START TEXT SHOWN
The difficulty with the court's reasoning is that the obstruction of justice to which Dominguez's contempt was analogized was the obstruction of Ettinger's arson conviction, not Dominguez's own. The fact that Dominguez was a principal in the arson is not logically related to his contempt and its effect on the Ettinger trial.
The Guidelines appropriately analogized Dominguez's contempt to obstruction of justice and to accessory after the fact because the contempt--the refusal to testify--obstructs Ettinger's trial and aids, after the fact, Ettinger's crime. Dominguez's own arson is not part of that chain of causation, stemming from the refusal to testify.
Dominguez's participation in the arson can be taken into account by a conviction for that offense, and it can be reflected in his criminal history for purposes of sentencing in the contempt prosecution. In the latter sense, it is a factor that has already been taken into consideration by the Sentencing Commission for purposes of U.S.S.G. Sec. 5K2.0. But Dominguez's arson is too unrelated to the refusal to testify to be regarded as an "aggravating circumstance" of his contempt, within the meaning of Sec. 5K2.0. The upward departure was accordingly unauthorized.
B. The Two Point Departure for Reckless Endangerment
The district court's upward departure for Dominguez's reckless endangerment of others is equally problematic. Contrary to the court's reasoning, the Arson Guideline already took into account Dominguez's endangerment of others. Section 2K1.4 (Arson) provides that the offense level of 24 should apply "if the offense (A) created a substantial risk of death or serious bodily injury to any person other than a participant in the offense, and that risk was created knowingly...." The district court thus did not identify an "aggravating or mitigating circumstance ... not taken into consideration by the Sentencing Commission...." and therefore erred. U.S.S.G. 5K2.0.
END TEXT SHOWN
START PROVIDED MATERIAL
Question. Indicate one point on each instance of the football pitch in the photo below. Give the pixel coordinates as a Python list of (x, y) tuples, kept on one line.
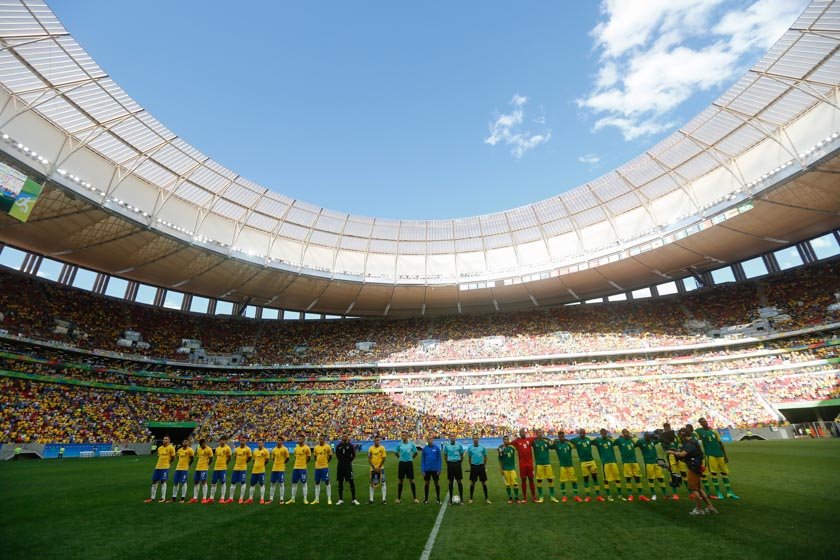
[(93, 508)]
END PROVIDED MATERIAL
● **AIM A**
Name every offense or wrongful act that the sentencing excerpt mentions.
● **AIM B**
Answer from the sentencing excerpt:
(i) What act by Dominguez made up his contempt?
(ii) Whose trial did that contempt obstruct?
(iii) Under Section 2K1.4, what offense level applies when the offense knowingly created a substantial risk of death or serious bodily injury to a non-participant?
● **AIM C**
Quote the sentencing excerpt word for word. Begin at the words "The difficulty with", and stop after "refusal to testify.".

● **OUTPUT A**
Arson, contempt, obstruction of justice, accessory after the fact, reckless endangerment

● **OUTPUT B**
(i) His refusal to testify
(ii) Ettinger's trial
(iii) 24

● **OUTPUT C**
The difficulty with the court's reasoning is that the obstruction of justice to which Dominguez's contempt was analogized was the obstruction of Ettinger's arson conviction, not Dominguez's own. The fact that Dominguez was a principal in the arson is not logically related to his contempt and its effect on the Ettinger trial.
The Guidelines appropriately analogized Dominguez's contempt to obstruction of justice and to accessory after the fact because the contempt--the refusal to testify--obstructs Ettinger's trial and aids, after the fact, Ettinger's crime. Dominguez's own arson is not part of that chain of causation, stemming from the refusal to testify.